*DOCUMENT TEXT*.
Begin

We do the same for our compute nodes, but I prefer keep the head node
independent of any other servers to ensure that it can boot up and
function fully by itself. I've spent plenty of time untangling nasty
messes caused by an crashed NFS server holding system files for other nodes.
Cheers,
JB
On 3/11/14 7:17 AM, Andy Riebs wrote:
We keep slurm.conf on a shared NFS partition, which may be adding some
noise to the situation, but it does make it easier to propagate
system-wide changes.
Andy
On 03/10/2014 09:44 PM, Williams, Kevin E. (Federal SIP) wrote:
Hey there. Are you not using /etc/slurm as the dir for the conf
files? Also, if the files differ across the cluster, then the flag to
ignore differences needs to be set in the files. I assume that you
copied out the edited file to all nodes prior to the reconfig. Other
than that, I have not seen any issues when changing the config while
slurm is running and using reconfig to initiate the changes.
-----Original Message-----
From: Riebs, Andy
Sent: Monday, March 10, 2014 3:21 PM
To: slurm-dev
Subject: [slurm-dev] slurmd crashed on *some* nodes after "scontrol
reconfigure"

End

*DATA EXCERPT*.

Begin

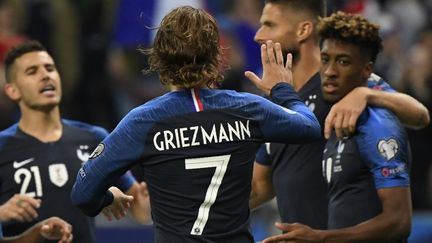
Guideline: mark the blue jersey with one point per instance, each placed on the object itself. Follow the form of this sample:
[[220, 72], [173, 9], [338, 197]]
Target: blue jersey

End

*TASK*.
Please rewrite the part of the Slurm thread that opens with "We do the same" and closes with "system-wide changes.", changing "head node" to "login node". The data was taken from a different source than the Slurm thread.

*EXERCISE OUTPUT*.
We do the same for our compute nodes, but I prefer keep the login node
independent of any other servers to ensure that it can boot up and
function fully by itself. I've spent plenty of time untangling nasty
messes caused by an crashed NFS server holding system files for other nodes.
Cheers,
JB
On 3/11/14 7:17 AM, Andy Riebs wrote:
We keep slurm.conf on a shared NFS partition, which may be adding some
noise to the situation, but it does make it easier to propagate
system-wide changes.